* _Instructions to follow_
All records below are to be transcribed exactly, with every picture left out.

* _Raw data_
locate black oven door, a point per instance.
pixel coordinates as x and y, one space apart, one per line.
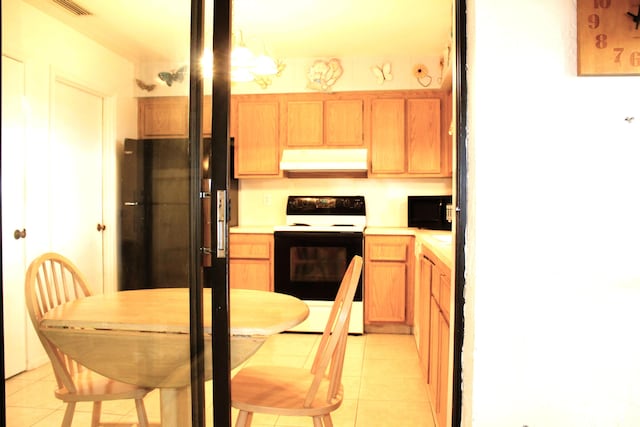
310 265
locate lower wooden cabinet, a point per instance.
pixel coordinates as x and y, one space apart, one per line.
433 331
251 261
388 279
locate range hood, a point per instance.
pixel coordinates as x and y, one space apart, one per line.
347 162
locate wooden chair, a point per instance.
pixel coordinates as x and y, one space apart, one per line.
297 391
53 280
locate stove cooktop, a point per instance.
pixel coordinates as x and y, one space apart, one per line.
325 213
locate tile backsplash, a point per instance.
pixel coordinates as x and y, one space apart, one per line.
263 201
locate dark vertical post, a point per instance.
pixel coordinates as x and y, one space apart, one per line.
196 329
461 205
220 145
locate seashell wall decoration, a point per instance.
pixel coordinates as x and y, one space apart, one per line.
323 74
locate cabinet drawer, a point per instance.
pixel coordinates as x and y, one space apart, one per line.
387 249
250 246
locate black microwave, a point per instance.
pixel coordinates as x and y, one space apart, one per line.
430 212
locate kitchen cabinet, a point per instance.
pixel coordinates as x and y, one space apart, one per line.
388 285
168 117
257 152
163 117
319 120
251 261
406 135
433 303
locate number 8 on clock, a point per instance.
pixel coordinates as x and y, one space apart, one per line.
608 37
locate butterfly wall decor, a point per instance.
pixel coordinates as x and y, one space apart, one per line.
169 77
382 73
142 85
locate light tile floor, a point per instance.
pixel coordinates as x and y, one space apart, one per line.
384 387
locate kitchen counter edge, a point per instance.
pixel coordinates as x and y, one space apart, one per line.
432 239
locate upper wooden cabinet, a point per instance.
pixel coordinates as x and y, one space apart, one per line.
318 120
406 132
406 135
168 117
257 152
163 117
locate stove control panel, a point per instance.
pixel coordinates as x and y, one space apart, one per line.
326 205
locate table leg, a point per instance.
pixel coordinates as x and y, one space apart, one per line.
175 407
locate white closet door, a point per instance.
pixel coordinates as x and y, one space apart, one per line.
13 216
76 179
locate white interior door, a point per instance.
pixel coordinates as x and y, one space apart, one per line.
13 216
76 179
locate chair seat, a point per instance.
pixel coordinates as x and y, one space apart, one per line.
280 390
91 386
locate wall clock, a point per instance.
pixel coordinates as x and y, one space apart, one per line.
608 37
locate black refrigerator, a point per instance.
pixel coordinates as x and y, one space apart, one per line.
154 212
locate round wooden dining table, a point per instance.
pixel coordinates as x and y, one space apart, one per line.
142 336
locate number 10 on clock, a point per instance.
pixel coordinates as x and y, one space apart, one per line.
608 37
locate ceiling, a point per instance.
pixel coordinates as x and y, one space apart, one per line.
158 30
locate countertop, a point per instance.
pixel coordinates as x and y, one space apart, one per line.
438 242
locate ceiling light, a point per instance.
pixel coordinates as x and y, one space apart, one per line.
245 65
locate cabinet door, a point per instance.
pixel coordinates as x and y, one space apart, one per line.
385 292
251 261
304 123
249 274
387 136
388 286
343 122
423 136
256 146
163 117
434 353
423 303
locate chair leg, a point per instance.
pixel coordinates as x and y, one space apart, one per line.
95 413
68 414
244 419
143 421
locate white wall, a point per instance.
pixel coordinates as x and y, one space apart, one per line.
50 49
357 75
553 259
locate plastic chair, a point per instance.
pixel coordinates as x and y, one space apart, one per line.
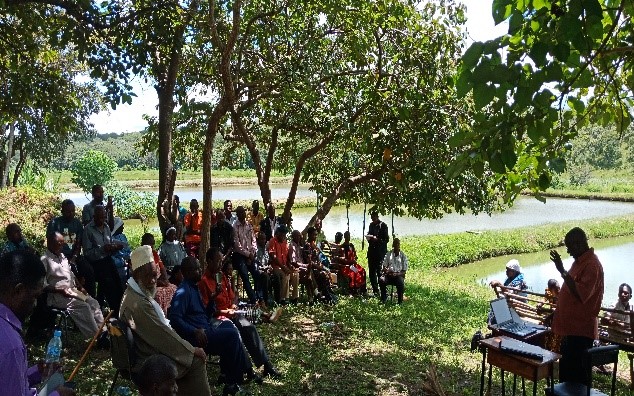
592 357
121 351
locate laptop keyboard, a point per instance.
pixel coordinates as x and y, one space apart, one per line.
514 327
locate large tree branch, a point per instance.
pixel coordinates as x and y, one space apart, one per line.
343 186
299 167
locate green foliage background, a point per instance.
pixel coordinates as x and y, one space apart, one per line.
94 167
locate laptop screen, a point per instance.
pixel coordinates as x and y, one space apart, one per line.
501 310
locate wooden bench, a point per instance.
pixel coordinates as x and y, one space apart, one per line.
531 306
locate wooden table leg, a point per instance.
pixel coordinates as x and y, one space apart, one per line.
631 357
484 354
490 375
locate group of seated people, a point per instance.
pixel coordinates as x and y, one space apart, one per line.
617 316
172 307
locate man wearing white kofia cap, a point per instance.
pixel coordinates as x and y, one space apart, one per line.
152 331
514 276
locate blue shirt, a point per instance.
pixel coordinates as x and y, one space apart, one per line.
122 256
16 377
71 230
187 312
11 247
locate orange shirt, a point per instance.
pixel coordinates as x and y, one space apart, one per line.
158 260
579 318
207 287
255 221
280 250
195 223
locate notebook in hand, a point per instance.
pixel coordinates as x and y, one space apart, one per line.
521 348
506 321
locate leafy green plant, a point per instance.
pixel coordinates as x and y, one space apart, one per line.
32 176
132 204
92 168
32 209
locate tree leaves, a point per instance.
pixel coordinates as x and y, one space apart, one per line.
558 67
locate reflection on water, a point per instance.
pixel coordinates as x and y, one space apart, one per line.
526 211
615 256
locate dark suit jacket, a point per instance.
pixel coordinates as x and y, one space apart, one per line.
378 248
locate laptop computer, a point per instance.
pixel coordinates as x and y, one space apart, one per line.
521 348
507 322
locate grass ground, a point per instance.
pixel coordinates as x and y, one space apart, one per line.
361 347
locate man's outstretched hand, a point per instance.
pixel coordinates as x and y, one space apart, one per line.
556 258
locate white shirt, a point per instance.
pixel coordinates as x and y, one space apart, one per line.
243 239
395 263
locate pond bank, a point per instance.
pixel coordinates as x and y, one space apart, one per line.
437 251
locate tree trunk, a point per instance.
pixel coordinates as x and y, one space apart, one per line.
343 186
166 89
298 173
20 164
164 199
7 159
212 130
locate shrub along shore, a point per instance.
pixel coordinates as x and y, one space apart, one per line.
360 347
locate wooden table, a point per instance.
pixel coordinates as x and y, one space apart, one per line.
624 340
536 338
525 367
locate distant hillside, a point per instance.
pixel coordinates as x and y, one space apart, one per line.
119 147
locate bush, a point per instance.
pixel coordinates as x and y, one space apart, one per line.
92 168
132 204
32 209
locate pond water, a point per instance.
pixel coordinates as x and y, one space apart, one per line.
232 192
526 211
616 255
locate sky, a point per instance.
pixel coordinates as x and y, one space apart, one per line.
129 118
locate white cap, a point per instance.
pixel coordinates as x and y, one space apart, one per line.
117 223
141 256
514 264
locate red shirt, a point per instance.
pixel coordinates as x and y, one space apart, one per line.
207 287
193 222
280 250
579 318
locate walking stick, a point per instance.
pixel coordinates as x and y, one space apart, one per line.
365 208
92 342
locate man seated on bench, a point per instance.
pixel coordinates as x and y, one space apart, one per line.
152 331
393 272
64 292
617 320
191 319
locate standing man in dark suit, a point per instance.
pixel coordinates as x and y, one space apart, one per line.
271 222
378 237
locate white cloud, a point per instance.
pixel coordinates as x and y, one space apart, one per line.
129 118
480 25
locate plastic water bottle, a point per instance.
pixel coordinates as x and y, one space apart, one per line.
54 350
123 391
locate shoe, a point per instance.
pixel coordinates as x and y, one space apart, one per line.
276 315
221 380
233 389
103 342
255 378
272 373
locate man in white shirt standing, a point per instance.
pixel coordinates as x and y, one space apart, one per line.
64 293
244 249
393 271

* _Problem solution_
locate black oven door, a point per instance.
pixel coordinates as x and y, one space apart, one per line.
310 265
locate lower wooden cabinet, a point per instance.
pixel coordinates as x and y, one space apart, one per line.
433 331
251 261
388 279
locate range hood, a point per instance.
pixel coordinates as x and y, one space apart, one per line.
347 162
locate wooden chair, a point per instance.
pixel coordinates as x and y, one space apart, one per line.
297 391
53 280
locate stove cooktop, a point per instance.
pixel coordinates as x and y, one space apart, one per line.
325 213
locate tile backsplash, a point per instance.
pixel coordinates as x and y, one space apart, one per line.
263 201
locate dark vertical post, a point per instance.
pixel coordinates as x and y, one space apart, one per line.
196 329
461 205
220 145
locate seashell wall decoration, a point per instance.
pixel coordinates as x and y, one space apart, one per line.
323 74
locate cabinet drawer, a point per instance.
pixel coordinates as x and y, one space apart, one per line.
387 249
250 246
locate black microwave, a point per instance.
pixel coordinates as x and y, one space apart, one per line.
430 212
locate kitchen cabinet, a point per instance.
pixel coordinates as x and y, one space apart, one per line.
388 285
168 117
257 152
163 117
319 120
251 261
406 135
433 303
locate number 8 on clock, a point per instance.
pixel coordinates as x and y, one space apart, one per line.
608 37
locate butterfly wall decor, a point per instance.
pixel coordinates as x and y, one space apart, one per line.
169 77
382 73
142 85
locate light tile floor, a point per instance.
pixel coordinates as x and y, one space apart, one per line.
384 387
locate kitchen counter edge, a point per instance.
pixel coordinates as x and y, one space apart, one per line.
432 239
locate upper wooden cabinet, a point per instance.
pixel coordinates as x and y, one space apart, one per line.
318 120
406 132
406 135
168 117
257 152
163 117
locate stove control panel, a point per instance.
pixel coordinates as x and y, one space apart, one per line.
326 205
locate table leg, a point per instance.
pixel coordinates as x and y, one space apart, one per line.
175 407
locate white closet door, a point per instance.
pixel coordinates as x and y, one space apart, one per line.
13 216
76 179
locate white interior door, a point per instance.
pixel coordinates as x and y, one space apart, one per line.
13 216
76 179
locate chair seat, a point per instance.
pixel coordinates as x and y, one space apart, one per line.
280 390
91 386
locate wall clock, a point per instance.
pixel coordinates as x and y, one space apart, one per line.
608 37
locate black refrigerator, a point per instance.
pixel coordinates as x and y, one space apart, one per line.
154 212
locate round wooden dining table, a point per instance.
pixel coordinates as x and y, one space apart, one per line.
142 336
locate number 10 on clock, a point per instance.
pixel coordinates as x and y, one space apart, one per line.
608 37
locate ceiling, a point per instance.
pixel coordinates as x and y, one space apart, one per line.
158 30
locate countertop, a point per instance.
pixel coordinates as x and y, one space apart, one per line.
438 242
locate ceiling light, a point per instance.
pixel coordinates as x and y, one space apart, one per line.
245 65
locate cabinet door, a point per instance.
pixel coordinates as x and y, one space apart, one per line.
385 292
251 261
304 123
249 274
387 136
388 286
343 122
423 136
256 146
163 117
434 353
423 303
locate chair leg, a point per instance.
pixel coordinates as x and y, one space apart, one per line.
95 413
68 414
244 419
143 421
locate white wall, a point per instance.
pixel coordinates as x and y, one space apart, one per line.
50 49
357 75
553 259
locate plastic chair, a point per instance.
pixel coordinates as x and y, one space apart, one per line.
592 357
121 351
locate laptop keyboard, a point per instance.
pixel coordinates as x and y, one space apart, one per line.
514 327
locate large tree branch, a point per instance.
pixel coordinates as x and y, one space apart, one per line.
343 186
299 167
locate green foliage background, a point per instance.
pixel coordinates as x and y, one space apart, one per line.
94 167
locate laptop screen, a point per instance.
pixel coordinates as x and y, one space apart, one per line.
501 310
locate wooden bench, a point per instance.
pixel coordinates as x and y, one space apart, one per line.
531 306
locate wooden table leg, a point per instance.
pixel coordinates as x and y, one space apart, one per line.
631 357
484 354
490 375
locate group of seated people, a point per instance.
pixel coordinates as x and y, one space apart, one per line.
617 316
172 307
locate man wearing white kofia cap, a point per instance.
pixel coordinates as x and y, one space apart, one per line.
152 331
514 276
locate blue shirt, a point per instance.
pixel coordinates as x and y, one space apart, one per line.
122 256
16 377
71 230
187 312
11 247
locate orange shirt, a point per instance.
pixel coordinates as x and y, one space apart, one per line.
158 260
579 318
207 287
255 221
280 250
195 223
locate notebook in hand, a point per instance.
pixel coordinates as x and y, one space apart, one per line.
521 348
506 321
locate leafy green plant, a point per instance.
pixel coordinates as x and y, one space apart, one per line.
32 176
132 204
92 168
32 209
locate tree leaves, a point per instance.
pixel coordinates as x and y, one space apart, one per line.
558 67
locate reflection on water, a point per instance.
pixel coordinates as x and y, one space apart, one per line.
526 211
615 256
locate dark suit jacket, a point per instance.
pixel coordinates as x and y, one space apart, one per line.
378 248
locate laptop computer, a point per instance.
pixel coordinates as x and y, one space apart, one per line.
521 348
507 322
locate grass ground, a point per instance.
pixel coordinates as x and y, one space apart, one per line.
361 347
locate man's outstretched hand, a point per instance.
pixel coordinates as x and y, one space apart, one per line.
556 258
locate white shirt, a point per instance.
pixel coordinates as x and y, one space apart, one per line.
243 239
395 263
locate pond bank, a point per instance.
pixel coordinates as x and y, one space apart, one per line.
437 251
locate tree trunk, a point per instance.
pixel coordinates as x and y, one space apart, one per line.
343 186
166 89
298 173
20 164
164 199
7 159
212 130
locate shrub along shore, a point per instance.
pixel coordinates as x and y, one space apart, one per line.
360 347
locate wooden table, a point per instance.
pixel coordinates as x and y, one space apart, one per line.
624 340
536 338
525 367
locate distant hillside, a point per instance.
pixel coordinates as x and y, one space apart, one per line.
119 147
locate bush, a point per instance.
pixel coordinates as x and y, one space apart, one per line.
92 168
132 204
32 209
locate pond water, a point per instance.
pixel coordinates as x and y, one space apart, one per line.
232 192
526 211
616 255
locate sky, a point per instance.
pixel coordinates as x and y, one space apart, one per line.
129 118
locate white cap, a point per instance.
pixel coordinates as x and y, one space apart, one per line.
117 223
141 256
514 264
locate red shirt, a point per instance.
pixel coordinates as x and y, one space apart, one per line.
207 287
193 222
280 250
579 318
locate walking stick, a point per instance.
pixel coordinates as x and y, one space apart, one per line.
365 208
92 342
locate man seated on bench, a point per instance.
pixel coordinates as x and y, one space apart, one per line.
152 331
393 272
64 292
617 320
191 319
locate standing man in dark suit, a point per instance.
pixel coordinates as x and y, one space apart, one per line.
271 222
378 237
locate white cloud, a point per instance.
pixel coordinates as x and y, one space apart, one per line.
129 118
480 25
locate plastic water bottle, a point per instance.
pixel coordinates as x and y, one space apart, one per line.
54 350
123 391
locate shoe, a point per instance.
pixel coordinates as x and y, one space apart, one per line.
276 315
221 380
233 389
103 342
255 378
272 373
locate man in white shirt standing, a point per instance.
pixel coordinates as x and y, one space apart, one per line.
64 293
244 249
393 271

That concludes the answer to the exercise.